[[ DOCUMENT EXCERPT open ]]

Wednesday, September 12, 2007

War on Terra: Lonely on the Planet

For decades now we have been living through the most massive species extinction since the dinosaur era. Update: The World Conservation Union annual Red List came out this morning: "the extinction crisis had escalated in the last year with 16,306 species now at the highest levels of extinction threat, equivalent to almost 40% of all species in the survey. A quarter of all mammals, a third of all amphibians and one in eight birds on the 2007 IUCN Red List are in jeopardy." Some 180 species have been added in just the past year.

Until now the species that have disappeared were mostly those we'd scarcely noticed, if at all. But that's changing. Even the apparent disappearance of an obscure species of freshwater dolphin-- the first dolphin species to be eradicated as a result of human activity--is likely to be but a preview. Next to go could be the largest of the sea turtles.

But perhaps the most disturbing news is the study this week that confirms that up to two-thirds of all the polar bears in the world will likely be gone by 2050, due to the rapidly melting ice and warming in the Arctic. Photos and videos of polar bears are appealing, but it's more than cuddly imagery. The relationship between humans and bears goes back to our beginnings, and has been among the most important we've had. Bears are the creatures that look the most like us, apart from the highly endangered great apes. Unlike the apes, bears were once just about everywhere human beings were. They were important to our cultures and religions, and to our languages. As Paul Shepard points out, we get our bearings from bears; they're related to such words as "brightness" and perhaps even "dance." The plight of the polar bear may touch something deep and profound, and not merely sentimental.

The new study was related to the consideration of declaring polar bears an endangered species, and so some scientists spoke of hope. "The grim news about polar bears and sea ice decline is horrifying, but it is a call to action, not despair," said Kassie Siegel of the Center for Biological Diversity. "Our hope lies in a rapid response, including both deep and immediate carbon dioxide reductions and a full-court press on other greenhouse pollutants." But that's not going to happen without a profound committment that transcends this one problem. Especially since actually declaring polar bears endangered would then require efforts to save them, which would mean halting greenhouse gases to a meaningful extent--which the U.S. government and its corporate sponsors, and indeed pretty much all governments, have resisted.

[[ DOCUMENT EXCERPT closed ]]
[[ ENTRIES PROVIDED open ]]

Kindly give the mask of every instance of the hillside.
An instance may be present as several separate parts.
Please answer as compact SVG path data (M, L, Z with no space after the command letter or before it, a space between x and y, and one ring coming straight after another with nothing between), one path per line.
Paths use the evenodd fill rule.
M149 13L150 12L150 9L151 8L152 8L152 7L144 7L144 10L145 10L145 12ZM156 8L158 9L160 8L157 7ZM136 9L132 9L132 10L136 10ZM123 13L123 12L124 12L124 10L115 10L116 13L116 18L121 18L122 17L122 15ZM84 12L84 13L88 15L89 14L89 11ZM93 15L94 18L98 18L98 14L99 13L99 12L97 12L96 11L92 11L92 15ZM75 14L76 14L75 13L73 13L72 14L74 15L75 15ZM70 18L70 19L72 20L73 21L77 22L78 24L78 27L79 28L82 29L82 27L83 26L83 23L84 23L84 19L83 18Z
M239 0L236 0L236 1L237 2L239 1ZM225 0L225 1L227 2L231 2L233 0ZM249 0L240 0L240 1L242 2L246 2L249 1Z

[[ ENTRIES PROVIDED closed ]]

- **TASKS TO PERFORM**
A – According to the post on species extinction, how many species are listed at the highest levels of extinction threat on the 2007 Red List?
B – Do the following statements agree with the post on species extinction? (i) The first dolphin species eradicated as a result of human activity lived in fresh water. (ii) The study expects up to half of the world's polar bears to be gone by 2050. (iii) Kassie Siegel spoke for the World Conservation Union.
C – Continue the post on species extinction and polar bears from its final paragraph onward.

- **ANSWERS**
A – 16,306 species are at the highest levels of extinction threat.

B –
(i) Yes: "the apparent disappearance of an obscure species of freshwater dolphin-- the first dolphin species to be eradicated as a result of human activity"
(ii) No: "up to two-thirds of all the polar bears in the world will likely be gone by 2050"
(iii) No: "said Kassie Siegel of the Center for Biological Diversity"

C –
One of the first iconic creatures to awaken the world's awareness and inspire concern were the whales. The "Save the Whales" campaign beginning in the 1970s has now become a default position--something everyone believes in. But efforts to halt international whaling, never complete and recently breached, was an easy but incomplete answer. Today as in the 1970s the Blue Whale is still very much endangered, there aren't that many more Humpback whales, and the apparent success story, the gray whale comeback, may have been wishful thinking.

Perhaps most directly threatening are the bees, without whom even we are unlikely to survive for long. They pollinate plants that are responsible for more than a third of our food, but that's just the most direct link in the chain. Beyond the headlines about specific diseases affecting or not affecting certain bee populations, there's this recent blanket
statement from an international expert: " I think that today the likelihood of a significant decline in bee populations, even the complete disappearance of certain species, is real." There appear to be many factors involved, including warmer winters, but many of the possibilities point to human causes.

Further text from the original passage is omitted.